- **Exercise instructions**:
[1] From the essay about C.C. DeVille, list every trait of his appearance or gear that the essay describes.
[2] In the essay about C.C. DeVille, what is the title of Poison's debut album?
[3] Copy out the part of the essay about C.C. DeVille starting at "By Tyler Blue" and ending at "its most simplistic.".

- **Passage provided**:
== == ==

My First Guitar Hero: C.C. DeVille

By Tyler Blue (@tylerblue)

80’s glam rock gets a bad rap and much of it deservedly so. If you look past all the superficial glitz, there was plenty of solid song writing to be appreciated. One of the best debut albums from that era was undoubtedly Poison’s Look What the Cat Dragged In. C’mon, how cool is that name? It was 1986 on the wings of the MTV video for “Talk Dirty to Me” when it seemed like glam rock became an overnight sensation. This song was the Trojan horse delivering this brazen, raunchy music into the collective consciousness. When it came on at the roller skating rink, euphoria would flood my entire being. Everything about it was catnip for my young, impressionable ears but nothing more so than C.C. DeVille’s signature guitar riff. This was the perfect example of the gravitational pull of rock when at its most simplistic.

The members of Poison were poster boys for carefree partying and how much fun it was to be a rock star. They all had cool names (could “Rocket” be the drummer’s real last name I wondered), but none more so than C.C. DeVille. In the 80’s, having initials as a first name was a recipe for success. He had spiked white hair, vaudevillian attire, was vertically challenged like me and played flashy BC Rich guitars. In the prehistoric time before the internet, we formulated our own opinions. Ignorance was bliss as it would later be said that, technically speaking, he was one of the worst guitarists out there. All I knew was that his riffs moved me and instigated rumblings in my pre-pubescent libido.

== == ==

- **Extracted data**:
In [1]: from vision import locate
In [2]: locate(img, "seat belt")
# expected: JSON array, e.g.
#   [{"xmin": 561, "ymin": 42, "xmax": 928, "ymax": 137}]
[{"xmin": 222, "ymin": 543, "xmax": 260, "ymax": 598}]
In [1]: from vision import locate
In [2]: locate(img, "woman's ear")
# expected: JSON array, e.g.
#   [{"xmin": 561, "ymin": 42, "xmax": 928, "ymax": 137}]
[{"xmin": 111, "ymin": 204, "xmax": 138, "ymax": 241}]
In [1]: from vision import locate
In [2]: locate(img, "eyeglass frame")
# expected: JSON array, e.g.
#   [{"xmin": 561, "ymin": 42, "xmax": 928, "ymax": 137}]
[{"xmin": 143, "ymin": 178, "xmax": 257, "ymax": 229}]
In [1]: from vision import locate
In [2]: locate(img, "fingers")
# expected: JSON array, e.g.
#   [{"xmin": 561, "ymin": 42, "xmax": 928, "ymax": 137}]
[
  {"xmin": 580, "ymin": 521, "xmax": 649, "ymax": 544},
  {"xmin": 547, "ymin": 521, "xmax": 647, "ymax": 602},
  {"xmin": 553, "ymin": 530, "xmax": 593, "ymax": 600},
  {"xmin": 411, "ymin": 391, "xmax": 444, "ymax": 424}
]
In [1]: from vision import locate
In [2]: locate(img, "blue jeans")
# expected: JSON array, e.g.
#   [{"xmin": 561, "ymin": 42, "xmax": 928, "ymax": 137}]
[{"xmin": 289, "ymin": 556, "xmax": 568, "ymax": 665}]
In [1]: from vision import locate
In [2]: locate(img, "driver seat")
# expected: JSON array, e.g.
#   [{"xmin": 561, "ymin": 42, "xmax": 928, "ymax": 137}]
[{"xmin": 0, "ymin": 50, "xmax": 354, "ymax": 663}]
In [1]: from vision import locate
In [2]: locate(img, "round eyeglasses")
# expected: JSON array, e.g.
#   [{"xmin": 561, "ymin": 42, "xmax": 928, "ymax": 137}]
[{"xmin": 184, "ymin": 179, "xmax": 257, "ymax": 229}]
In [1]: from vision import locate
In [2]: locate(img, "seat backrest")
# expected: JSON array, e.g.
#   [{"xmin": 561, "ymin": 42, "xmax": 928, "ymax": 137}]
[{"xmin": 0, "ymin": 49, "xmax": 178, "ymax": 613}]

== == ==

- **Responses to the tasks**:
[1]
- Spiked white hair
- Vaudevillian attire
- Being vertically challenged
- Flashy BC Rich guitars

[2] Look What the Cat Dragged In

[3]
By Tyler Blue (@tylerblue)

80’s glam rock gets a bad rap and much of it deservedly so. If you look past all the superficial glitz, there was plenty of solid song writing to be appreciated. One of the best debut albums from that era was undoubtedly Poison’s Look What the Cat Dragged In. C’mon, how cool is that name? It was 1986 on the wings of the MTV video for “Talk Dirty to Me” when it seemed like glam rock became an overnight sensation. This song was the Trojan horse delivering this brazen, raunchy music into the collective consciousness. When it came on at the roller skating rink, euphoria would flood my entire being. Everything about it was catnip for my young, impressionable ears but nothing more so than C.C. DeVille’s signature guitar riff. This was the perfect example of the gravitational pull of rock when at its most simplistic.